__Stated task 1__. Can you present the listing that comes after the post on texting as a numbered list, leaving out any blank lines?

Text messaging provides us with a juicy portion into which we may sink our hermeneutical teeth. It puts on display the development of language and how we adapt our communication to fit the medium we are using. So, in this digital age it is not too early to talk about the hermeneutics of text messaging.

How we text:
We hold in our hands a cell phone with a few buttons each of which represents 3 or 4 letters, at least one number, and sometimes various symbols (like # or * or $ or ! or ?). So, each time we want to put a letter into our message we have to hit the button usually more than one time. This is a lot of work. It's not as easy as typing (unless you have one of them new-fangled QWERTY keyboards). The thumb works like mad trying to punch in all the letters and numbers. So, naturally the language is shortened: Take out the vowels, use abreviations, cram three or four words into one.

Craming several words into one brings us to the classic LOL. For those of you frozen in a block of ice and sent out to orbit the earth by the Soviets during the Cold War and have just now re-entered society the term LOL means "laugh out loud." Of course, it doesn't literally mean that one is laughing out loud. (At least I hope not because there are some people I know who use this term so much that I would fear for their sanity if they were literally laughing out loud each time they told me LOL....or maybe I'm just that funny...) LOL may simply be a nod of the hat to someone to say, "Hey, nice little joke you just made."

So, the point of texting is to use the language efficiently - cut out any non-essentials and condense things so that we can squeeze as much into the text as possible with as little work as possible. Interestingly enough, this reminds me of studying the ancient Hebrew text of the Old Testament. One of the many fascinating things about old Hebrew is how efficient it was. Just like text messaging there are no vowels. (The vowel-like pointings in the text were added later.)

This is my first post on HTXT - The hermeneutics of text messaging.

What are the other challenges of text messaging? How often do you text? (I keep it to a few hundred a month....my younger sister, a very sociable freshmen in college, sends or receives a few hundred every day - not kidding.) What are some shortened forms of words or abbreviations you use? What communication gaps have you encountered ? Any misunderstandings resulting from text messaging, or maybe you sent a text and it never arrived thus creating an awkward situation ("But I sent you a text about changing the starting time of the ceremony!")?

What are the interesting things about our current social phenomenon of texting???

Here is my post on blogoneutics


Anonymous said...

I babysit, and the person I sit for sends out texts. I agree that texting is faster and efficient than calling; but to be completely honest I would much prefer a phone call about that. It's particularly annoying if I don't respond, and she still assumes I'm watching her child.

Dawn said...

I was an English major...I don't shorten words. I just use my T9 function that selects words for me, that makes texting more efficient.

Jonathan Erdman said...

__Stated task 2__. Could you reproduce the post on texting word for word, starting with "I babysit, and" and going on through "Dawn said..."?

__Provided records__.

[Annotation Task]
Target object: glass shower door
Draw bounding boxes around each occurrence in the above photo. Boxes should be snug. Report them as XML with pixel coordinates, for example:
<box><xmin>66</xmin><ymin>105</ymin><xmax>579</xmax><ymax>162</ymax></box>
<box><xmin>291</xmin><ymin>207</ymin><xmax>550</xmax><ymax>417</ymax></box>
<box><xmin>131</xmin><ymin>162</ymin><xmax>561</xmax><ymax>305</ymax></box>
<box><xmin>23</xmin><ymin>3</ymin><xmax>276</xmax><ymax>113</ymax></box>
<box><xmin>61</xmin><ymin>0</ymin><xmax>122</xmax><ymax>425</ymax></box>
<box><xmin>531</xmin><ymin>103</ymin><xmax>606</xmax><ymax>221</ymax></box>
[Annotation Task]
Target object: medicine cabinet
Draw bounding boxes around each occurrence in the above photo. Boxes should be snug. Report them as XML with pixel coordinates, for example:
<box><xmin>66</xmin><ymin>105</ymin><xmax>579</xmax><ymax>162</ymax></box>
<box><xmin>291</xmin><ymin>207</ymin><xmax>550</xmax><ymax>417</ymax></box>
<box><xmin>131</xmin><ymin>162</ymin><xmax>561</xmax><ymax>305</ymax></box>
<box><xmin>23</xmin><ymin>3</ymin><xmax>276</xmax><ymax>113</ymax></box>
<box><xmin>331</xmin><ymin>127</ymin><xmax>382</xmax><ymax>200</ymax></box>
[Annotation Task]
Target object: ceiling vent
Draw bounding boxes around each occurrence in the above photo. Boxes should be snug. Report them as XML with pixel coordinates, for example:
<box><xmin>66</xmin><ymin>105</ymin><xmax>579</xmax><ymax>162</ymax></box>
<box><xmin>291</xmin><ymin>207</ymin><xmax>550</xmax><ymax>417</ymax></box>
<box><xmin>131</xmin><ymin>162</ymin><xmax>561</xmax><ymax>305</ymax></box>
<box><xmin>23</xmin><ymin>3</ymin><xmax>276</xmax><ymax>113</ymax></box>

__Answer 1__.
1. [Annotation Task]
2. Target object: glass shower door
3. Draw bounding boxes around each occurrence in the above photo. Boxes should be snug. Report them as XML with pixel coordinates, for example:
4. <box><xmin>66</xmin><ymin>105</ymin><xmax>579</xmax><ymax>162</ymax></box>
5. <box><xmin>291</xmin><ymin>207</ymin><xmax>550</xmax><ymax>417</ymax></box>
6. <box><xmin>131</xmin><ymin>162</ymin><xmax>561</xmax><ymax>305</ymax></box>
7. <box><xmin>23</xmin><ymin>3</ymin><xmax>276</xmax><ymax>113</ymax></box>
8. <box><xmin>61</xmin><ymin>0</ymin><xmax>122</xmax><ymax>425</ymax></box>
9. <box><xmin>531</xmin><ymin>103</ymin><xmax>606</xmax><ymax>221</ymax></box>
10. [Annotation Task]
11. Target object: medicine cabinet
12. Draw bounding boxes around each occurrence in the above photo. Boxes should be snug. Report them as XML with pixel coordinates, for example:
13. <box><xmin>66</xmin><ymin>105</ymin><xmax>579</xmax><ymax>162</ymax></box>
14. <box><xmin>291</xmin><ymin>207</ymin><xmax>550</xmax><ymax>417</ymax></box>
15. <box><xmin>131</xmin><ymin>162</ymin><xmax>561</xmax><ymax>305</ymax></box>
16. <box><xmin>23</xmin><ymin>3</ymin><xmax>276</xmax><ymax>113</ymax></box>
17. <box><xmin>331</xmin><ymin>127</ymin><xmax>382</xmax><ymax>200</ymax></box>
18. [Annotation Task]
19. Target object: ceiling vent
20. Draw bounding boxes around each occurrence in the above photo. Boxes should be snug. Report them as XML with pixel coordinates, for example:
21. <box><xmin>66</xmin><ymin>105</ymin><xmax>579</xmax><ymax>162</ymax></box>
22. <box><xmin>291</xmin><ymin>207</ymin><xmax>550</xmax><ymax>417</ymax></box>
23. <box><xmin>131</xmin><ymin>162</ymin><xmax>561</xmax><ymax>305</ymax></box>
24. <box><xmin>23</xmin><ymin>3</ymin><xmax>276</xmax><ymax>113</ymax></box>

__Answer 2__.
I babysit, and the person I sit for sends out texts. I agree that texting is faster and efficient than calling; but to be completely honest I would much prefer a phone call about that. It's particularly annoying if I don't respond, and she still assumes I'm watching her child.

Dawn said...